- **Directives**
(A) According to the notes, which society issued the volume of Bury Wills?
(B) Reproduce the stretch of the notes from "Circulation of the Blood.—About" through "subject of research.", changing "library" to "archive".
(C) Put this sentence from the notes into Spanish: "It is described in the will as "my collar of the king's livery.""

- **Quoted text**
◆ ◆ ◆ ◆
Circulation of the Blood.—About twenty-five years since, being in a public library in France, a learned physician pointed out to me in the works of the Venerable Bede a passage in which the fact of the circulation of the blood appeared to him and myself to be clearly stated. I regret that I did not, at the time, "make a note of it," and that I cannot now refer to it, not having access to a copy of Bede: and I now mention it in hopes that some of your correspondents may think it worth while to make it a subject of research.

J. MN.

Culprit, Origin of the Word.—Long ago I made this note, that this much used English word was of French extraction, and that it was "qu'il paruit," from the short way the clerk of the court has of pronouncing his words; for our pleadings were formerly in French, and when the pleadings were begun, he said to the defendant "qu'il parait"—culprit; and as he was generally culpable, the "qu'il parait" became a synonyme with offender.

T.

Cambridge.

[Does not our ingenious correspondent point at the more correct origin of culprit, when he speaks of the defendant being "generally culpable?"]

Collar of SS.—In the volume of Bury Wills just issued by the Camden Society, is an engraving from the decorations of the chantry chapel in St. Mary's Church, Bury St. Edmund's, of John Baret, who died in 146-; in which the collar is represented as SS in the upright form set on a collar of leather or other material. It is described in the will as "my collar of the king's livery." John Baret, says the editor of the Wills, was a lay officer of the monastery of St. Edmund, probably treasurer, and was deputed to attend Henry VI. on the occasion of the king's long visit to that famed monastic establishment in 14—.
◆ ◆ ◆ ◆
- **Stored data**
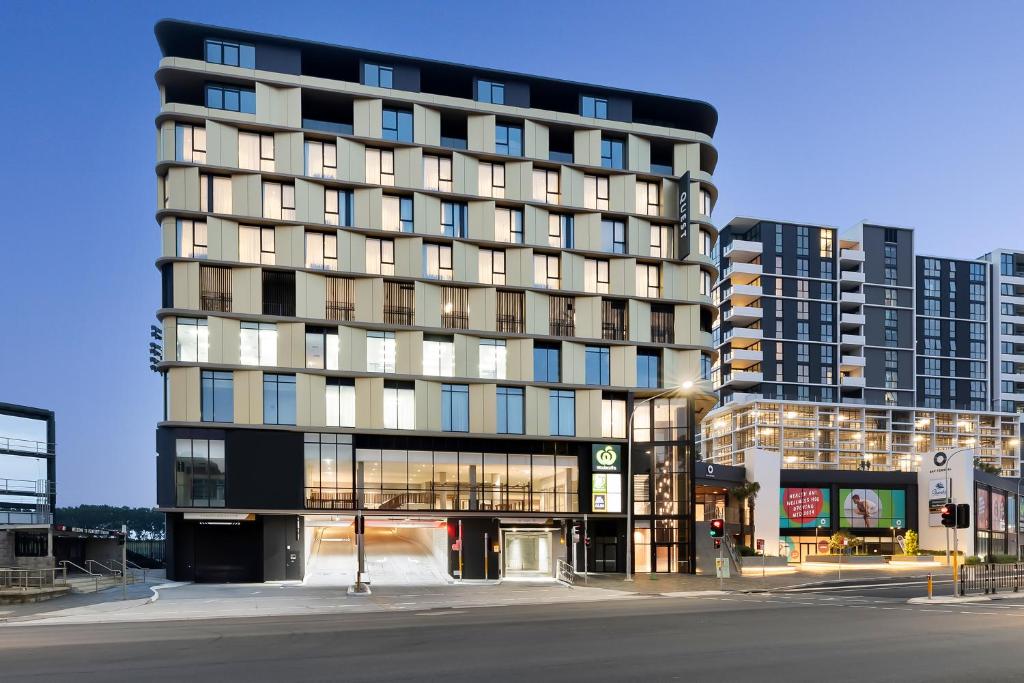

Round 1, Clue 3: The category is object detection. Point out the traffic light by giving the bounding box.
[942,503,956,528]
[956,503,971,528]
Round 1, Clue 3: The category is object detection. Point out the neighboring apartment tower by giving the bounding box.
◆ ◆ ◆ ◆
- **Problem solutions**
(A) The Camden Society.

(B)
Circulation of the Blood.—About twenty-five years since, being in a public archive in France, a learned physician pointed out to me in the works of the Venerable Bede a passage in which the fact of the circulation of the blood appeared to him and myself to be clearly stated. I regret that I did not, at the time, "make a note of it," and that I cannot now refer to it, not having access to a copy of Bede: and I now mention it in hopes that some of your correspondents may think it worth while to make it a subject of research.

(C) En el testamento se lo describe como «mi collar de la librea del rey».